Touching Lives - September 2003
Do you take your teeth for granted? Most of us do, and beyond the occasional trip to the dentist hardly give them a second thought. And what about your hair? It might have unruly days, but be honest — does it ever really give you cause for concern?
Now a study funded by Action Medical Research has made important progress towards understanding more about a group of rare diseases affecting the growth and development of body tissue, resulting in improved treatment for sufferers — and potentially impacting on more common conditions such as skin cancer and even on the effects of ageing.
The two-year £88,000 project, led by John McGrath, Professor of Molecular Dermatology at St John’s Institute of Dermatology, London, focused on searching for genes that might have ‘malfunctioned’ in people born with inherited abnormalities of the hair, skin, teeth and nails.
This malfunction can lead to a range of conditions — 170 in all — known as ectodermal dysplasias. With each condition, the symptoms can range from mild to severe. Some sufferers cannot sweat because of the malformation of sweat glands, some may be born with missing fingers and toes, others need dentures and dental implants from childhood due to misshapen teeth, and some have fragile skin that easily cracks and bleeds.
No known cure
It’s thought that as many as seven in every 10,000 births could be affected in some way and though the first ectodermal dysplasia syndrome was identified in the 1860s, there is still no known cure.
Things start to go wrong in the womb, when the baby develops its tissues and organs. The outermost layer of the developing child is called the ectoderm and it is defects in its formation that lead to ectodermal dysplasias. The ectoderm contributes to so many parts of the body — from the fingernails to the brain — that a sufferer can be affected in many ways.
And as well as the physical discomfort caused by the conditions, patients with highly visible skin and tissue disorders also have to put up with the stares of strangers, and the psychological impact can be profound.
Professor McGrath’s study has made some important finds, unearthing new genetic faults in several disorders; and about 30 of the known syndromes have been properly classified for the first time, which means that patients will be able to receive a more accurate diagnosis and better genetic counselling about how the disease can be passed on.
The research also discovered a new gene that is abnormal in individuals with another form of ectodermal dysplasia called Kindler Syndrome. It is a very rare disease, with fewer than 100 cases ever reported, and results in thin, fragile skin that blisters easily after trauma. Skin also becomes wrinkled and easily damaged by sunlight.
“Many of our findings will contribute towards the better management and treatment of a range of conditions that can make life very difficult for those affected,” said Professor McGrath.
He added, “Our discoveries have opened up a whole new field of research that has relevance not only to the a study of ectodermal dysplasias, but to wider fields in health research such as the process of wound healing, the risks of getting skin cancer and the nature of skin ageing.
“Though our remit was to focus on conditions that affect relatively few people, the spin-off research from our findings could potentially impact on millions.”
——————————
### EXERCISES TO COMPLETE
1 - According to the article on ectodermal dysplasia research, how many ectodermal dysplasia conditions are there in all?
2 - In the article on ectodermal dysplasia research, rewrite the part starting at "The research also" and ending at "said Professor McGrath.", substituting "peels" for "blisters".
3 - Summarize the article on ectodermal dysplasia research in two sentences.
The data that follows comes from a different source than the article on ectodermal dysplasia research.
——————————
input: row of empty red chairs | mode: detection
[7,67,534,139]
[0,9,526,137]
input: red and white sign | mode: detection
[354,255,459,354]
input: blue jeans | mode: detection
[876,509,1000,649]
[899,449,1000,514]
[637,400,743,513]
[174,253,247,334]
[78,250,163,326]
——————————
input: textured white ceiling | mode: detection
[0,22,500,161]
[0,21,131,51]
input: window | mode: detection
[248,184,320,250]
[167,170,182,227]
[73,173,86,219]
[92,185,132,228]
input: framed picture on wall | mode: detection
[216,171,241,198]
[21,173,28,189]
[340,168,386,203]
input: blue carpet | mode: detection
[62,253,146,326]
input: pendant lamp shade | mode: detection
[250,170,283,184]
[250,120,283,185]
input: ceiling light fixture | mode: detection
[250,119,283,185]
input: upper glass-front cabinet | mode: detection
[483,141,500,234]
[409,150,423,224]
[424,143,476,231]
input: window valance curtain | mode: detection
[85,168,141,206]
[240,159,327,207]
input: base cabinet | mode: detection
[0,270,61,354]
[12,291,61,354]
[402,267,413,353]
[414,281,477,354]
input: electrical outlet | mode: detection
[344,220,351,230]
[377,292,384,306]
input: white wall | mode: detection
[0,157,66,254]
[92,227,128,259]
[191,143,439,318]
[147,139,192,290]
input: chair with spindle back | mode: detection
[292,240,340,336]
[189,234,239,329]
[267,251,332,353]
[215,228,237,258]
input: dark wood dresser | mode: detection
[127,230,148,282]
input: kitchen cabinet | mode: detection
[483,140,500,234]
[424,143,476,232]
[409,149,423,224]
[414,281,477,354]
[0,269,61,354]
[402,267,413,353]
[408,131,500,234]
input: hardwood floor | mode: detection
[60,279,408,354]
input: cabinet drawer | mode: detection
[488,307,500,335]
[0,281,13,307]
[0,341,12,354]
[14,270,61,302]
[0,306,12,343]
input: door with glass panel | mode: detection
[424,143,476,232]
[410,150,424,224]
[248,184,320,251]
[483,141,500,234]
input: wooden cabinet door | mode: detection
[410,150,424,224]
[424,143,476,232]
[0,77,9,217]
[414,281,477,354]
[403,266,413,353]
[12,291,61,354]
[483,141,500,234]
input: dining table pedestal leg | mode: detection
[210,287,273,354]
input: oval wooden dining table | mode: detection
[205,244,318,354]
——————————
### ANSWERS TO THE EXERCISE
1 - There are 170 conditions in all.

2 -
The research also discovered a new gene that is abnormal in individuals with another form of ectodermal dysplasia called Kindler Syndrome. It is a very rare disease, with fewer than 100 cases ever reported, and results in thin, fragile skin that peels easily after trauma. Skin also becomes wrinkled and easily damaged by sunlight.
“Many of our findings will contribute towards the better management and treatment of a range of conditions that can make life very difficult for those affected,” said Professor McGrath.

3 - A two-year £88,000 study led by Professor John McGrath searched for faulty genes behind ectodermal dysplasias, a group of inherited conditions affecting the hair, skin, teeth and nails that have no known cure. The research found new genetic faults, properly classified about 30 syndromes for the first time, and identified a new gene linked to Kindler Syndrome, with possible relevance to wound healing, skin cancer and skin ageing.